ASSIGNED TASK: Nothing other than the lines from the one containing "of the alamy" through the close of the entries below should be printed, each exactly.

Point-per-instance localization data
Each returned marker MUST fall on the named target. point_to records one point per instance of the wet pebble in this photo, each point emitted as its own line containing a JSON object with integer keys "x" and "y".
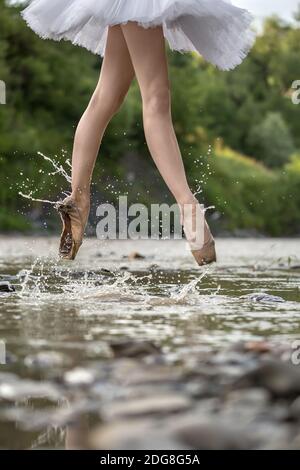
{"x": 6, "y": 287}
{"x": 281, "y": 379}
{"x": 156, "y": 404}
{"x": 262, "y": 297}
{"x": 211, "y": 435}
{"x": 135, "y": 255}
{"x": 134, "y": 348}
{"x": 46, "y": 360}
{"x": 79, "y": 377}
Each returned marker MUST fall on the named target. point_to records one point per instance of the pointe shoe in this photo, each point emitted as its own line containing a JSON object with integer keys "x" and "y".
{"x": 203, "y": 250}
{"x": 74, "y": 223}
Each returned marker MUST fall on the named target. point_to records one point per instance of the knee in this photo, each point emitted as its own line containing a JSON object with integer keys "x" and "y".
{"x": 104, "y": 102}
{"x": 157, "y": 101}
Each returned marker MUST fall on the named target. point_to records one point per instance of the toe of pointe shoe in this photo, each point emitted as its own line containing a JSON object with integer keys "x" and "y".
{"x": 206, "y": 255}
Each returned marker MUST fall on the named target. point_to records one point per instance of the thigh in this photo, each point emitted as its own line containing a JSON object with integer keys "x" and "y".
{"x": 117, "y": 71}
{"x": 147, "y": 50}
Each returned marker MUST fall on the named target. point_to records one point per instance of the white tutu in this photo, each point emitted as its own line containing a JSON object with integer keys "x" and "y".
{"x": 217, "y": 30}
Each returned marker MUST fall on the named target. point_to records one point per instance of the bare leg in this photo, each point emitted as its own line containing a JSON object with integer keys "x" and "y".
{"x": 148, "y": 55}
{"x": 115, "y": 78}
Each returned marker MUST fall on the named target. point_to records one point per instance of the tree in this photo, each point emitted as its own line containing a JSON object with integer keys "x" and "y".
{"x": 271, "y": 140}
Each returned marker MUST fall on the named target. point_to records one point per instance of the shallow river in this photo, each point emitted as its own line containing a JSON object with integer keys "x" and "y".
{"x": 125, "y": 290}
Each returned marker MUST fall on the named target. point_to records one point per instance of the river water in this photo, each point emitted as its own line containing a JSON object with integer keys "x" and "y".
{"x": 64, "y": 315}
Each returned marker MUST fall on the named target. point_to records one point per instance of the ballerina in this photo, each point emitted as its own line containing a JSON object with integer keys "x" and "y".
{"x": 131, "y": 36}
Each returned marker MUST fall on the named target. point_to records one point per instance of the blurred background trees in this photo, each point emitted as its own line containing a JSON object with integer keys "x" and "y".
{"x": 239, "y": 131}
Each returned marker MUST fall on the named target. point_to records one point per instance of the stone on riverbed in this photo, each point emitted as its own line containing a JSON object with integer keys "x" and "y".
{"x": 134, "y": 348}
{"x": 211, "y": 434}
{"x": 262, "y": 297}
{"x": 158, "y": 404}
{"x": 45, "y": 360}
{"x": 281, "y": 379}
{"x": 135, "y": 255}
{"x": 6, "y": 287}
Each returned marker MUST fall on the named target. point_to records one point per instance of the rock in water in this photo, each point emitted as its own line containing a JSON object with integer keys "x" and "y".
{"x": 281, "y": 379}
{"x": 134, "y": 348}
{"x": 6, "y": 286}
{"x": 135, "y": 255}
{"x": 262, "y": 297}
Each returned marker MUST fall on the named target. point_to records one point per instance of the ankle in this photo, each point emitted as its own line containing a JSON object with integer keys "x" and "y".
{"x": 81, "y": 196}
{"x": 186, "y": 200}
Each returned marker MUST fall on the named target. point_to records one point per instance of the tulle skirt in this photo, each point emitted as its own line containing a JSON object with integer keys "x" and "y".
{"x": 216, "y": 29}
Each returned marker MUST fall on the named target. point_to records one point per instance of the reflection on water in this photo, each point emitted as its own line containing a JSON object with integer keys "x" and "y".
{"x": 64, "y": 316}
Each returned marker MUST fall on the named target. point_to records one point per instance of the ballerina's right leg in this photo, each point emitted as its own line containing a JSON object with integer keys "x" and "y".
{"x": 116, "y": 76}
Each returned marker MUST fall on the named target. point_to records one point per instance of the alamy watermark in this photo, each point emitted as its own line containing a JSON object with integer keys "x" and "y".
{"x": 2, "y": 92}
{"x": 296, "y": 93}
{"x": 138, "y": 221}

SOLUTION TO THIS TASK:
Each returned marker MUST fall on the named target. point_to records one point per instance of the alamy watermark in this photo, each point emitted as its own line containing a JSON object with integer keys "x" and "y".
{"x": 2, "y": 92}
{"x": 296, "y": 93}
{"x": 138, "y": 221}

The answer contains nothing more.